▸ Task: Rewrite the entries below, changing every "instance" to "object" and leaving everything else untouched.

--------

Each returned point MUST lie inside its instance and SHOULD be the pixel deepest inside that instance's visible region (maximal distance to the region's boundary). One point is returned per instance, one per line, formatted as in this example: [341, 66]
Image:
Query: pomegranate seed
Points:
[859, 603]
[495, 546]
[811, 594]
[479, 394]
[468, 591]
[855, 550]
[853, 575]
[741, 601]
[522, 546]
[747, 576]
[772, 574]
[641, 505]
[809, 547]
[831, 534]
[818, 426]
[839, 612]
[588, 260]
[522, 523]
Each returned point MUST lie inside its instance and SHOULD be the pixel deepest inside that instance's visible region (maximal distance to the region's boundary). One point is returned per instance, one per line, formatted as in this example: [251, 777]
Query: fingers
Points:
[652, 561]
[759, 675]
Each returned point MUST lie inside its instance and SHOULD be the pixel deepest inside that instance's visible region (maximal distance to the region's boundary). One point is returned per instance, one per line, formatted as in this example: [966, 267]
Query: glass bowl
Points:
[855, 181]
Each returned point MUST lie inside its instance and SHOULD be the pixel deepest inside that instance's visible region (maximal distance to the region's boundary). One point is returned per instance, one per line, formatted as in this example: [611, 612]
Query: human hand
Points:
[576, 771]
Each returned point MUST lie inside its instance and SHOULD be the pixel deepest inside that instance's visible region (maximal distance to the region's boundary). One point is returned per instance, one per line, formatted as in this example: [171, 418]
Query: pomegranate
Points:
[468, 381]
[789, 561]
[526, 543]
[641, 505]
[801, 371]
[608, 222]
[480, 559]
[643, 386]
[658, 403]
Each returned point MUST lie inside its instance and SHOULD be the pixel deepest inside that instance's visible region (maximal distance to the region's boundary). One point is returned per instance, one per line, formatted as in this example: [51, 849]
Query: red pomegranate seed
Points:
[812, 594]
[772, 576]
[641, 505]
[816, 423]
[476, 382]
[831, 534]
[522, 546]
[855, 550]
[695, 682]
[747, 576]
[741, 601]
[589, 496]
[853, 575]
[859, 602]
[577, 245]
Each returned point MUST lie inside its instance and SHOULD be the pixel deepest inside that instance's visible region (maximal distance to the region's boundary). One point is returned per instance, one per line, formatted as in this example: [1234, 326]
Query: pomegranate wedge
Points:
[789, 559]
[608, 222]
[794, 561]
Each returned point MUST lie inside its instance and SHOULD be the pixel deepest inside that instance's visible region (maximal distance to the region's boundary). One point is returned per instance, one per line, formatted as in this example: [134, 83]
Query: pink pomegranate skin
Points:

--------

▸ Exercise solution:
Each returned point MUST lie inside its object and SHOULD be the pixel deepest inside that object's visible region (maximal distance to the region's boundary). One point is returned per object, one per line, formatted as in this example: [341, 66]
Image:
Query: pomegranate seed
Points:
[859, 603]
[495, 546]
[811, 594]
[479, 394]
[468, 591]
[855, 550]
[853, 575]
[741, 601]
[522, 546]
[747, 576]
[772, 574]
[641, 505]
[809, 547]
[831, 534]
[818, 426]
[839, 612]
[588, 260]
[522, 523]
Each returned point MUST lie inside its object and SHOULD be the pixel deepest inside that object's visible region (maximal distance to the region's boundary). One point is returned per object, one per line, formatted as in this example: [251, 777]
Query: fingers
Points:
[652, 561]
[759, 675]
Each returned point MUST lie inside its object and SHOULD be the pixel deepest inside that object's visible region (maximal distance to the region's boundary). One point is returned per object, one per line, formatted as in this example: [966, 267]
Query: glass bowl
Points:
[855, 181]
Each returned point MUST lie inside its object and SHOULD be the pixel deepest inside that object's visible region (maximal distance to the region's boundary). One point is returned per object, one per line, formatted as in this example: [611, 612]
Query: human hand
Points:
[576, 771]
Each returned point MUST lie inside its object and SHOULD be the pixel deepest inside that object's visible region (maximal distance to the region's boundary). One point is returned per object, one per line, formatted as in this example: [171, 418]
Query: pomegranate
Points:
[468, 381]
[789, 561]
[526, 543]
[641, 505]
[801, 371]
[608, 222]
[480, 559]
[643, 386]
[658, 403]
Each returned point MUST lie inside its object and SHOULD be the pixel deepest inside that object's visible region (maximal distance to the region's boundary). One point is returned per object, one per line, formatted as in this example: [51, 849]
Query: red pomegranate seed
Points:
[812, 594]
[772, 576]
[641, 505]
[816, 423]
[476, 382]
[831, 534]
[522, 546]
[855, 550]
[695, 682]
[747, 576]
[741, 601]
[589, 496]
[853, 575]
[859, 602]
[577, 245]
Each returned point MUST lie inside its object and SHOULD be the pixel deepest inside that object's visible region (maximal distance to the region's boundary). One point is returned per object, one per line, formatted as in this example: [1234, 326]
Query: pomegranate wedge
Points:
[789, 559]
[608, 222]
[794, 561]
Each returned point MUST lie inside its object and SHOULD be the pixel deepest inside that object's visible region (maximal distance to the region's boundary). One point is returned per object, one per line, formatted as in this example: [134, 83]
Query: pink pomegranate skin
Points:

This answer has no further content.